■ Selection ■
begin
"Hole in the Earth" is a song by the American alternative metal band Deftones. The song was released as the first single from their fifth album, Saturday Night Wrist, and appeared as the album's opening track.

Reception
"Hole in the Earth" was released to radio airplay on September 12, 2006. It charted relatively well, peaking at No. 18 and No. 19 in Billboard's Alternative Songs and Hot Mainstream Rock Tracks charts, respectively, and in 69th position in the UK Singles Chart.

Music video
A music video was filmed for the single, directed by Brian Lazzaro.

Appearances in other media
The song was released as downloadable content for Guitar Hero III: Legends of Rock on March 6, 2008, and for Rock Band, Rock Band 2 and Rock Band 3 on June 8, 2010. It was also featured in the video game Saints Row 2.

A remix of the song was produced by Danny Lohner for the soundtrack album of the film Underworld: Rise of the Lycans, released January 13, 2009.
end
■ What you will do ■
Reproduce the passage of the song article starting at "Appearances in other" and ending at "Saints Row 2.", without altering a word.

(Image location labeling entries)
begin
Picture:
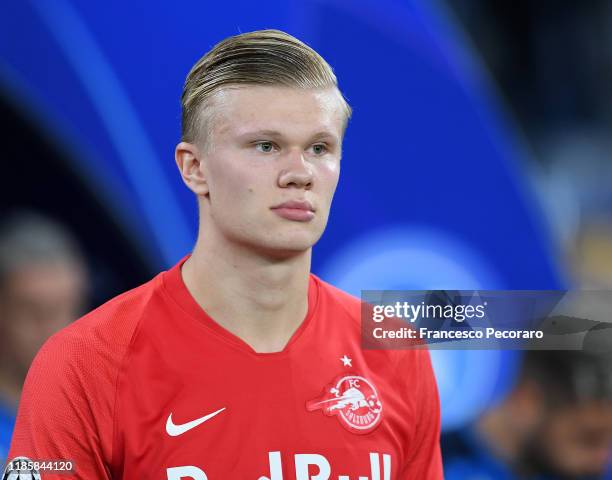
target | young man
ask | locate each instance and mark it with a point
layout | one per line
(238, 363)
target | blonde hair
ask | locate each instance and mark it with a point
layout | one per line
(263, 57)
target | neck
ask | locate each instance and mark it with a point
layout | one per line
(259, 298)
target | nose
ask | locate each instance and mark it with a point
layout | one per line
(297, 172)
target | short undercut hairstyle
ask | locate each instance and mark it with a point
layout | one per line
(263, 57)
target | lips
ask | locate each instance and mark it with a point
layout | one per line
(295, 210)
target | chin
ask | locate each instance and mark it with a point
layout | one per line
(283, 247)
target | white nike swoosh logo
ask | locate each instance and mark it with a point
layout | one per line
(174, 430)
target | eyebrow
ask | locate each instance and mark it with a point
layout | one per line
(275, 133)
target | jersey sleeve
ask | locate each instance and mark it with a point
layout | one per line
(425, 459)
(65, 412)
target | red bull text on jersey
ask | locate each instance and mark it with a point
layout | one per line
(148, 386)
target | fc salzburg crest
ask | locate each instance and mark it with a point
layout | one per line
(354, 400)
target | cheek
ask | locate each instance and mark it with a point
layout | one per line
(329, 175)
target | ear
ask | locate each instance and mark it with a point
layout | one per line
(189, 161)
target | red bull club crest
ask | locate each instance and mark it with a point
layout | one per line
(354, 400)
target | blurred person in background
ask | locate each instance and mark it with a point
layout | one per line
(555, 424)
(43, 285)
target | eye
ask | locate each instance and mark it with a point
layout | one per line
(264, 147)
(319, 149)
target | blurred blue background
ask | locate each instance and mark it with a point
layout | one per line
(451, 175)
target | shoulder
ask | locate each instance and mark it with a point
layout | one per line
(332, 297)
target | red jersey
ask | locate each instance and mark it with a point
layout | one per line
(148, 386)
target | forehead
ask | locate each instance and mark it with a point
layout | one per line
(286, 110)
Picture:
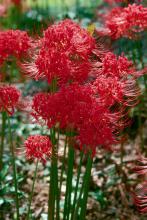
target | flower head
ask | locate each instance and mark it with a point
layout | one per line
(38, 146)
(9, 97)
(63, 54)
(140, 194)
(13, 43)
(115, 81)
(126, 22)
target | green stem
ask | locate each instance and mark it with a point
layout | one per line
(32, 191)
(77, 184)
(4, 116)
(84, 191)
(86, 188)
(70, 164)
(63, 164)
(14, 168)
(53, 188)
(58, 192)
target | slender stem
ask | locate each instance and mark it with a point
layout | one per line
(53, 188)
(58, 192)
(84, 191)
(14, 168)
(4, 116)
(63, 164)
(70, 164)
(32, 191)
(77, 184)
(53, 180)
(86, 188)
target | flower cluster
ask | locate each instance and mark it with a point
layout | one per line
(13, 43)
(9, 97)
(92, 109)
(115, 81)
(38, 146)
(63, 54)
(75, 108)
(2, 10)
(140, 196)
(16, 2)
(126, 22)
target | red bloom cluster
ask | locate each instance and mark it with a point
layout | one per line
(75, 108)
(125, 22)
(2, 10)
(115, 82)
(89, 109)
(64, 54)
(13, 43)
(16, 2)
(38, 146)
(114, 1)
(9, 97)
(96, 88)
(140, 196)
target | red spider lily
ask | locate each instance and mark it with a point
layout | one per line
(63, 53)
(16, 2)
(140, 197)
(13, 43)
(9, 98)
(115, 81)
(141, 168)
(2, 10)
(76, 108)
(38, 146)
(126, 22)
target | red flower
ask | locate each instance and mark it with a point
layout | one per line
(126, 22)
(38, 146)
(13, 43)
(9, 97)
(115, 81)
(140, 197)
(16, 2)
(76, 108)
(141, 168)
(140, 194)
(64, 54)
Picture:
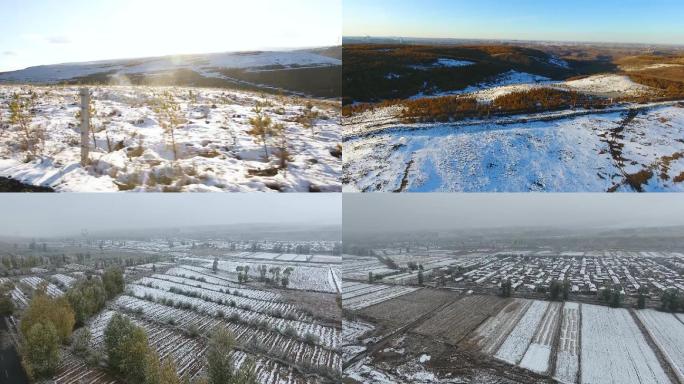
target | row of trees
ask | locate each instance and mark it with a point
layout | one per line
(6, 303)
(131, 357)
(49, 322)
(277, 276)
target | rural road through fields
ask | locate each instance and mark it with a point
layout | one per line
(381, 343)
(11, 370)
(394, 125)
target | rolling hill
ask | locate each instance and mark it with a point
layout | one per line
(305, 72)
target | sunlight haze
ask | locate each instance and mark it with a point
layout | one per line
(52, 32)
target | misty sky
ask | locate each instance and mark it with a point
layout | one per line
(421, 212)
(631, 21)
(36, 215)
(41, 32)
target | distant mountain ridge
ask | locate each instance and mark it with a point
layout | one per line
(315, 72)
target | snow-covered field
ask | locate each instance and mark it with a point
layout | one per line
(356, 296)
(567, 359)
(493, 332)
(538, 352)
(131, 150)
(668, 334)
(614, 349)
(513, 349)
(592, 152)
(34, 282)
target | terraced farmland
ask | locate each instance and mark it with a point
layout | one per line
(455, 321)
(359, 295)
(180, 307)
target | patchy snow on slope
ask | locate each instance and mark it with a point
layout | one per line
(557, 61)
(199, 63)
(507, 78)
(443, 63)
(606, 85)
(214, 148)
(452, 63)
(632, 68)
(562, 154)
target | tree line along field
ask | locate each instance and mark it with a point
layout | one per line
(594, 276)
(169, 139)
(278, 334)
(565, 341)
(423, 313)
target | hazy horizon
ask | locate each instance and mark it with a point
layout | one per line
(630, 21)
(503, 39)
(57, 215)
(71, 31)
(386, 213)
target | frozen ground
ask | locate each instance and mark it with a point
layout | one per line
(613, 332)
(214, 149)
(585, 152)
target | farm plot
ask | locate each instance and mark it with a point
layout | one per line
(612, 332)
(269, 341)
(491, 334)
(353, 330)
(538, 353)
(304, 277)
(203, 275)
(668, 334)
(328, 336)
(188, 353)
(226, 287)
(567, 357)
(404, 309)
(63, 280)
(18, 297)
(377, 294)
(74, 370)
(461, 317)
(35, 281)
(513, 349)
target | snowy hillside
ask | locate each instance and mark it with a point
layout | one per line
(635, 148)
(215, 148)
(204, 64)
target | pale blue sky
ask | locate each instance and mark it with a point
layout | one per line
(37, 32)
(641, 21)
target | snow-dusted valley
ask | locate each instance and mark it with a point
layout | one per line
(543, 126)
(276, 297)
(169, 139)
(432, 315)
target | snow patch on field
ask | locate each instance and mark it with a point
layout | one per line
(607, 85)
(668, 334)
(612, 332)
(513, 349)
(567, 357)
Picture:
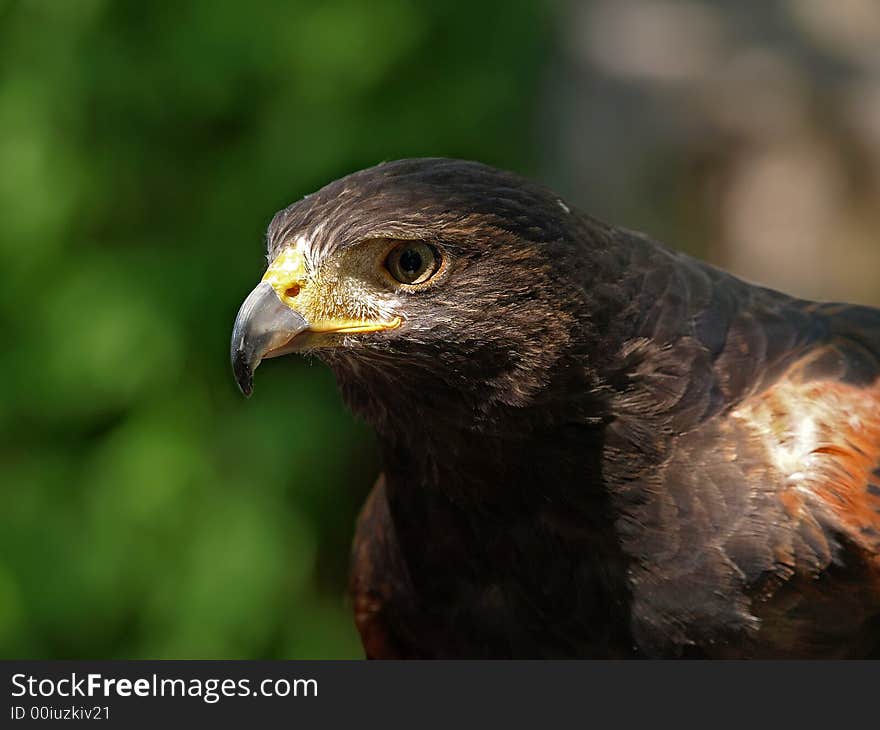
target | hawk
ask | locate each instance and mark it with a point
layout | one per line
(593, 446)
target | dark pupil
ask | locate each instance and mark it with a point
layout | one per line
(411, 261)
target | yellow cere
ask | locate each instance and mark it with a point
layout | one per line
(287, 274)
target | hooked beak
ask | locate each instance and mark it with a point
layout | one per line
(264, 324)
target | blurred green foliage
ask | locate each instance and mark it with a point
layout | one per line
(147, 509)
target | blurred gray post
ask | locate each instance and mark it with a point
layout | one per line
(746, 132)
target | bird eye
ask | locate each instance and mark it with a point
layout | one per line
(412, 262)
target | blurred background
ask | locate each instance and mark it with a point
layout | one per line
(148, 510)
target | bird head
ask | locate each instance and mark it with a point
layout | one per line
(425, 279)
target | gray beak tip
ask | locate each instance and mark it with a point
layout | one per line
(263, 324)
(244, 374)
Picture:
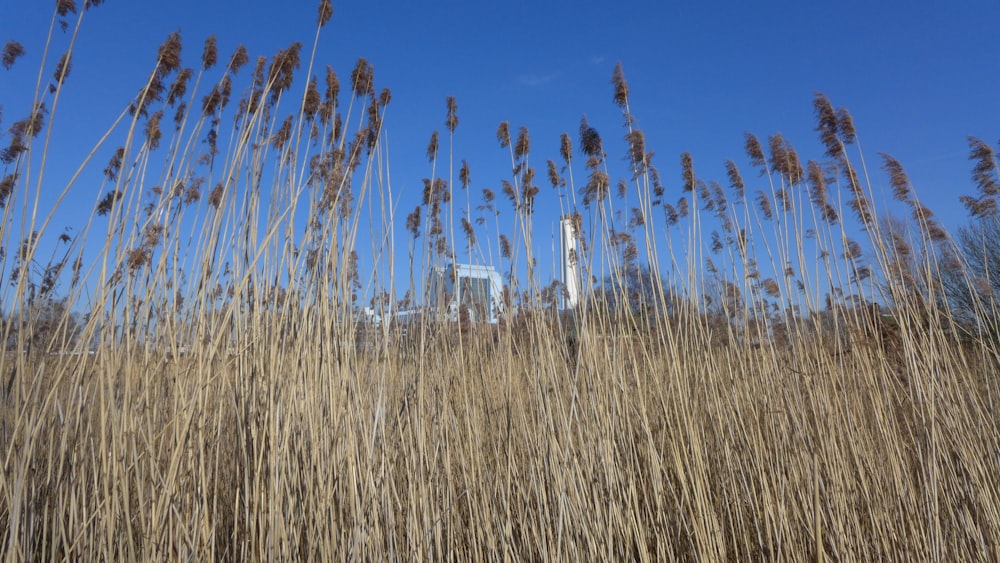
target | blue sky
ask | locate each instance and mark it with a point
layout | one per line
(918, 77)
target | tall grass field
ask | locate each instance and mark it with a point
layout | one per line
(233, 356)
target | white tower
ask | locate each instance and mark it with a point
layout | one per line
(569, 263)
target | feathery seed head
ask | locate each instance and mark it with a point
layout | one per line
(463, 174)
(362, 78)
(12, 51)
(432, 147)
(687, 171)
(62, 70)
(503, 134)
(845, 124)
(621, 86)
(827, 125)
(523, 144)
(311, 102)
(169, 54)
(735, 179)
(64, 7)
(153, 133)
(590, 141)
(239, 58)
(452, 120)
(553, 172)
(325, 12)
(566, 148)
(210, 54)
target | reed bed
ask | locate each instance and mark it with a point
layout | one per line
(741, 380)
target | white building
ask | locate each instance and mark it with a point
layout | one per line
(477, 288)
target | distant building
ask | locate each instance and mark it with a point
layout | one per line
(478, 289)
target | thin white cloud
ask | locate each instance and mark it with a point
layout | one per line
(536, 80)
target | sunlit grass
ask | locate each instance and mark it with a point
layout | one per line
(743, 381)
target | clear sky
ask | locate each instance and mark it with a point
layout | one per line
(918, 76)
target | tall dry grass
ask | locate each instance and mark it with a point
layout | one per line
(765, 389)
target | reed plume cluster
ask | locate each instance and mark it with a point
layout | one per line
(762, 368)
end
■ Response ■
Appearances in other media
The song was released as downloadable content for Guitar Hero III: Legends of Rock on March 6, 2008, and for Rock Band, Rock Band 2 and Rock Band 3 on June 8, 2010. It was also featured in the video game Saints Row 2.